Exercise requirements: The entries are to be repeated in full, without any change.

______

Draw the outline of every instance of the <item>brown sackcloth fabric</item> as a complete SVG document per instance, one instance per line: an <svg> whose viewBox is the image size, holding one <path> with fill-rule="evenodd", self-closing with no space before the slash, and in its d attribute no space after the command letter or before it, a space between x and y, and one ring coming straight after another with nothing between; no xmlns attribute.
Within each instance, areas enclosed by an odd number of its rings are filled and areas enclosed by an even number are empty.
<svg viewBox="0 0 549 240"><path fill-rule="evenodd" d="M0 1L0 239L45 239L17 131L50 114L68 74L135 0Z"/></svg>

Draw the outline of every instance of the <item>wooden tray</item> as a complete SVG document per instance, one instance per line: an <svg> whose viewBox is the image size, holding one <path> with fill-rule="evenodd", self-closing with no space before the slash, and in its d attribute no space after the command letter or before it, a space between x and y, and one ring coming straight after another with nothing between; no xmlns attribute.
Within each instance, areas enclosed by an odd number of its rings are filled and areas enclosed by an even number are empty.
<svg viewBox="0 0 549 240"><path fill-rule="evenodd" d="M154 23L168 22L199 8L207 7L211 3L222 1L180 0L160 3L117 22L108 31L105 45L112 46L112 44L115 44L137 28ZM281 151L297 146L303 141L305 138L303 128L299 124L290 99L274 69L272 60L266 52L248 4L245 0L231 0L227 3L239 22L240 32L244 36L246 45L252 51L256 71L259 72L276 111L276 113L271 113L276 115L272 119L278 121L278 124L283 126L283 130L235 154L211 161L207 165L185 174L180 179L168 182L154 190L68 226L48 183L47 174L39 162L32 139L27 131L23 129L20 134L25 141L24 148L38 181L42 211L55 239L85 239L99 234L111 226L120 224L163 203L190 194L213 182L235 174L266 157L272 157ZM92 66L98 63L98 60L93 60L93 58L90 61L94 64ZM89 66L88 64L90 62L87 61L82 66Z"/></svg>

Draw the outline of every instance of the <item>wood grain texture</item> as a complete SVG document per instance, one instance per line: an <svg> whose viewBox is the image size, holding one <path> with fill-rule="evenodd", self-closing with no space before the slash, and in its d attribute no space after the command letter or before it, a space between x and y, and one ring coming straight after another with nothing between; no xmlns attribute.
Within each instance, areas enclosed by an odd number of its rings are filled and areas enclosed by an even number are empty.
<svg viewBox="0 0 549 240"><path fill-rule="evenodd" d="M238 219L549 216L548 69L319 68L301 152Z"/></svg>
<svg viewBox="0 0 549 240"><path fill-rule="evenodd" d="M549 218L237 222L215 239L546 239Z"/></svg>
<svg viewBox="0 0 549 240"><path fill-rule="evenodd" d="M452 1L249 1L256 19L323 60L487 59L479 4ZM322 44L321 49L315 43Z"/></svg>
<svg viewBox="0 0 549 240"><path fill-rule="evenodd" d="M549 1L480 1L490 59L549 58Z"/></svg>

______

Result for this exercise:
Draw the outline of every instance of the <item>brown sackcloth fabric</item> as a complete SVG document per instance, one instance per line: an <svg> whose viewBox is the image size, holding one <path> with fill-rule="evenodd", self-closing with no space before the slash, and in its d attribute no space after the command letter or before it, a space between x and y, and one ring coming straight after another with nothing between; no xmlns attribute.
Within each instance, areas enclosed by an odd number of its rings are filled and areas enclosed by an even number are empty.
<svg viewBox="0 0 549 240"><path fill-rule="evenodd" d="M0 1L0 239L45 239L17 131L50 114L68 74L135 0Z"/></svg>

Draw the outline of every instance of the <item>wooden tray</item> as a complete SVG document per instance, one instance per line: an <svg> whose viewBox is the image size, holding one <path> with fill-rule="evenodd", self-closing with no space before the slash, and in its d attribute no space after the command letter or before it, a space between x and y, and one ring coming straight after another with nothing between; no xmlns attribute.
Within each instance, areas enclosed by an odd number of its rings are filled and areas enclosed by an even number are empty.
<svg viewBox="0 0 549 240"><path fill-rule="evenodd" d="M154 23L168 22L199 8L207 7L211 3L222 1L180 0L160 3L117 22L108 31L105 45L112 46L112 44L115 44L137 28ZM281 151L297 146L303 141L305 138L303 128L299 124L290 99L274 69L272 60L266 52L248 4L245 0L231 0L227 3L239 22L240 32L244 36L246 45L252 51L256 71L259 72L276 111L276 113L271 113L276 115L272 119L278 121L278 124L283 126L283 130L235 154L211 161L207 165L185 174L180 179L168 182L154 190L68 226L48 183L47 174L39 162L32 139L27 131L23 129L20 134L25 141L24 148L38 181L42 211L55 239L85 239L99 234L111 226L120 224L163 203L190 194L213 182L235 174L266 157L272 157ZM92 66L98 63L98 60L93 60L93 58L90 61L94 64ZM89 66L88 64L90 62L87 61L82 66Z"/></svg>

Draw the outline of every instance of the <item>wood grain texture</item> as a complete SVG document per instance, one instance per line: an <svg> whose viewBox is the image size, holding one <path> with fill-rule="evenodd", self-closing with no space before the slash, and in its d attribute no space after the command letter or before it, a space between x and y, and one ring coming straight after another with nothing between; no xmlns attribute.
Within each instance, areas enclosed by an odd number of its rings are filled and areas enclosed by an even number are empty.
<svg viewBox="0 0 549 240"><path fill-rule="evenodd" d="M238 219L549 216L548 69L319 68L301 152Z"/></svg>
<svg viewBox="0 0 549 240"><path fill-rule="evenodd" d="M549 218L237 222L215 239L546 239Z"/></svg>
<svg viewBox="0 0 549 240"><path fill-rule="evenodd" d="M452 1L249 1L256 19L323 60L487 59L479 4ZM322 44L321 49L315 43Z"/></svg>
<svg viewBox="0 0 549 240"><path fill-rule="evenodd" d="M549 1L480 1L490 59L549 58Z"/></svg>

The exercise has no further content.